## EXERCISE SET
A. In the Fort Monmouth road article, what eased the police department's concern about the extra patrol the reopened road would require?
B. Extend the article on the Fort Monmouth road and its deer population, starting after its last sentence.
### PAGE EXCERPT ###
By Neil Schulman
Oceanport — The road through Fort Monmouth connecting Oceanport Avenue to Route 35 may soon open again. While that is probably good for traffic and development, officials worry about the effect on deer — and none of the solutions to that are particularly attractive.
The path through Fort Monmouth has been closed to the public for years; shortly after Sept. 11, 2001, the fort closed the road due to security concerns, and it remained closed to the public when the Army base was closed a decade later.
Coffey said that Oceanport had concerns with managing traffic on the road. The police department is concerned about the extra patrol required, but “our concerns were assuaged,” Coffey said. The county plans to have cameras along the road, making monitoring it easy.
The mayor believes that when people can drive through the fort once again, it will spur development and rebuilding, as people see the potential for the land, and how easy it will be to access the properties.
However, Fort Monmouth has a large deer population — and it’s growing rapidly. The mayor said that the herd has the potential to double in population every two and a half years. Since the Army began moving out, they’ve been growing undisturbed.
### RECORDS SUPPLIED ###
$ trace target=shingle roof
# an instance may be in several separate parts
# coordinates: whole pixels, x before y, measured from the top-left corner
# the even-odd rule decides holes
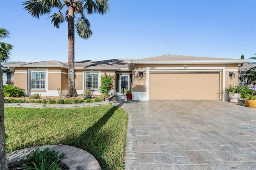
[[[202,57],[186,56],[169,54],[139,59],[135,61],[180,61],[199,60],[237,60],[237,59],[223,58],[205,57]]]
[[[243,66],[239,68],[239,70],[247,70],[252,67],[256,67],[256,63],[244,63]]]
[[[130,61],[133,59],[114,59],[94,61],[91,60],[76,61],[75,67],[85,68],[127,68],[127,61]],[[67,63],[65,64],[67,64]]]

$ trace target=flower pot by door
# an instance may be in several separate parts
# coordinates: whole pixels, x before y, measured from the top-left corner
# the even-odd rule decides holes
[[[238,93],[234,93],[234,94],[229,94],[229,97],[231,99],[229,101],[231,103],[238,103],[238,99],[241,97],[241,95]]]
[[[127,93],[126,93],[125,94],[126,95],[126,98],[127,98],[127,99],[132,99],[132,94],[128,94]]]
[[[256,100],[246,99],[245,104],[249,107],[256,108]]]

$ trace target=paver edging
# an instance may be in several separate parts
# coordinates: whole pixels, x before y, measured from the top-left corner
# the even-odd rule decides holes
[[[7,154],[8,162],[18,161],[34,150],[42,150],[45,148],[49,148],[50,150],[58,152],[58,155],[64,153],[65,156],[62,162],[71,170],[101,170],[97,160],[88,152],[80,148],[64,145],[41,146],[16,150]]]

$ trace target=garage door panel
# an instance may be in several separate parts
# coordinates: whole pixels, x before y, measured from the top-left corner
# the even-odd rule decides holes
[[[216,73],[150,73],[149,98],[218,100],[219,76]]]

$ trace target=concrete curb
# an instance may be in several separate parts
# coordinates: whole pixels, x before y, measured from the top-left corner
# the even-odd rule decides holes
[[[35,149],[42,150],[45,148],[59,152],[59,155],[64,153],[65,156],[62,161],[72,170],[101,170],[98,161],[88,152],[80,148],[63,145],[41,146],[16,150],[7,154],[8,162],[18,161]]]

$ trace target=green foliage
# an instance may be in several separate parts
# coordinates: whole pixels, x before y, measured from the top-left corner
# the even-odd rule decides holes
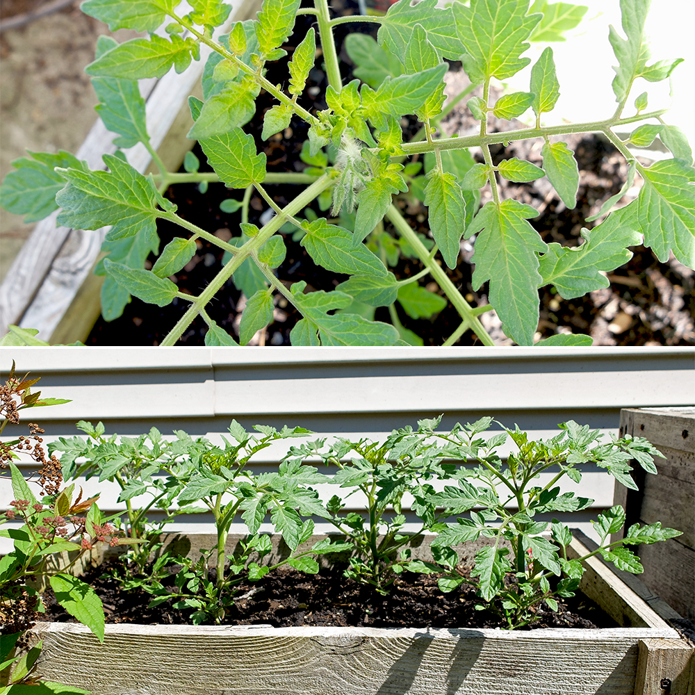
[[[502,94],[491,101],[491,81],[504,81],[528,65],[530,59],[525,54],[530,42],[564,40],[587,8],[550,0],[441,5],[436,0],[415,5],[398,0],[385,15],[370,17],[379,25],[376,40],[361,33],[349,33],[344,47],[354,63],[354,79],[343,85],[332,35],[336,24],[329,19],[325,0],[314,0],[314,7],[305,9],[316,13],[316,24],[297,38],[286,79],[272,84],[266,78],[268,63],[286,54],[299,0],[264,0],[256,19],[229,24],[230,6],[223,0],[194,0],[188,14],[179,0],[87,0],[82,4],[84,11],[112,30],[148,33],[121,44],[102,37],[95,61],[86,68],[100,101],[97,111],[116,134],[118,147],[142,143],[140,147],[152,150],[137,81],[161,77],[172,67],[181,72],[200,59],[202,45],[212,49],[203,69],[203,99],[189,99],[194,124],[188,136],[199,141],[219,182],[246,190],[244,196],[221,206],[227,213],[241,213],[241,227],[232,242],[241,250],[233,254],[227,244],[215,240],[211,230],[199,229],[193,221],[176,214],[175,206],[161,193],[183,179],[163,170],[154,154],[154,164],[163,170],[145,177],[126,163],[120,151],[117,156],[105,156],[106,171],[90,170],[65,152],[29,153],[31,158],[15,162],[0,188],[0,204],[11,213],[26,215],[28,222],[62,208],[59,224],[85,229],[111,227],[103,248],[106,259],[95,270],[106,275],[101,296],[107,320],[120,316],[131,293],[158,304],[177,297],[166,278],[193,256],[192,234],[224,249],[225,268],[197,297],[190,295],[193,311],[172,329],[162,341],[165,345],[175,344],[197,314],[208,324],[208,344],[234,344],[205,309],[230,275],[247,297],[261,293],[272,299],[274,293],[280,293],[294,305],[302,316],[291,334],[296,344],[376,345],[401,340],[417,343],[420,339],[397,318],[390,327],[373,320],[370,308],[387,306],[391,317],[398,316],[393,304],[398,301],[399,286],[389,269],[404,258],[421,263],[431,276],[429,281],[437,283],[460,314],[461,330],[475,330],[483,344],[493,345],[477,319],[483,307],[471,307],[442,270],[444,265],[455,269],[464,262],[459,253],[462,236],[475,237],[474,288],[489,282],[484,291],[489,307],[501,318],[508,337],[522,345],[531,345],[538,329],[540,286],[553,283],[574,297],[604,286],[600,273],[625,262],[627,246],[635,235],[642,235],[660,259],[665,261],[672,252],[685,265],[695,265],[695,170],[690,145],[678,127],[664,122],[665,110],[660,105],[648,111],[646,92],[630,98],[636,81],[665,80],[681,62],[651,62],[645,40],[649,0],[620,0],[621,31],[610,30],[617,63],[612,81],[616,113],[603,121],[552,128],[544,126],[542,119],[555,108],[561,86],[550,47],[543,48],[531,67],[528,91]],[[353,20],[341,18],[339,23],[346,21]],[[156,33],[165,24],[166,31]],[[223,33],[227,26],[229,33]],[[218,28],[220,35],[215,34]],[[454,60],[461,61],[473,85],[482,85],[479,95],[467,101],[480,122],[480,134],[459,140],[442,138],[438,132],[446,113],[472,89],[452,95],[445,106],[448,61]],[[329,85],[322,96],[312,94],[319,101],[325,99],[326,108],[310,113],[304,92],[315,67],[325,68]],[[263,139],[290,127],[294,133],[308,132],[300,156],[307,165],[302,174],[273,172],[267,177],[265,154],[242,130],[256,114],[261,90],[274,99],[262,115]],[[634,104],[636,115],[623,115],[628,104]],[[506,140],[504,133],[489,131],[490,115],[510,120],[530,109],[535,123],[527,137],[542,138],[543,168],[508,157],[493,165],[491,146]],[[422,126],[408,142],[404,128],[414,117]],[[607,222],[582,233],[584,244],[576,249],[548,247],[528,221],[536,216],[534,211],[518,201],[502,199],[497,182],[500,177],[521,183],[546,176],[565,205],[575,208],[578,167],[563,136],[597,131],[626,158],[628,179],[619,194],[587,220],[591,222],[611,213]],[[623,141],[619,132],[630,135]],[[524,138],[523,131],[515,134],[515,139],[520,137]],[[628,147],[648,147],[657,137],[673,158],[645,167]],[[480,148],[482,161],[473,159],[469,147]],[[197,182],[202,190],[211,183],[193,154],[187,156],[184,168],[185,180]],[[643,181],[637,199],[612,213],[635,177]],[[250,187],[267,201],[272,191],[266,192],[264,186],[299,181],[309,187],[298,186],[296,197],[284,211],[276,210],[278,214],[262,229],[249,225]],[[487,187],[490,195],[484,195],[490,202],[479,210],[481,190]],[[312,204],[314,200],[317,205]],[[400,211],[416,200],[427,208],[427,234],[411,229]],[[322,213],[318,219],[315,210]],[[297,221],[298,214],[306,224]],[[179,239],[161,250],[157,218],[166,218],[183,230]],[[349,276],[339,288],[313,293],[316,296],[309,299],[299,284],[286,287],[275,277],[271,269],[284,259],[281,235],[291,227],[315,263]],[[247,243],[252,238],[253,243]],[[158,258],[152,270],[145,270],[150,254]],[[416,288],[401,292],[407,295]],[[257,309],[255,302],[247,307],[249,316],[241,322],[246,327],[245,337],[248,327],[261,320],[260,315],[251,316]],[[262,316],[267,316],[265,306]],[[19,339],[15,336],[13,340]],[[450,337],[454,342],[459,333]],[[24,335],[22,339],[34,338]],[[585,337],[557,336],[543,344],[586,342]]]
###
## THE RESPONSES
A. The county plans to install cameras along the road, which will make monitoring it easy. That eased the department's worry about the added patrol work.

B.
While the road will have snow fencing on its borders, deer can easily jump that barrier. And when cars meet a deer at 30 mph, the results aren’t pretty – for either side.
Coffey said that originally the plans called for the federal government to conduct a “culling” but “that became not the case.”
“It will devolve to us and the state,” he said.
Oceanport and Eatontown, where the deer dwell, both have rules prohibiting the discharge of firearms. But in many cases when towns want to control the deer population, they hold a lottery for bow and arrow hunters.
Councilman John Patti sounded shocked by this idea. “They’re not serious about this?” he asked. “I’m really opposed of anyone going on and slaughtering these deer just because of a roadway.”
But Coffey said that there would be “carnage” with a large number of deer trying to cross a busy road. The New Jersey Department of Environmental Protection has guidelines to bring down deer population.
Hunting is one. Others, such as fertility control, would take years to implement, and people will be coming into contact with the herd in time.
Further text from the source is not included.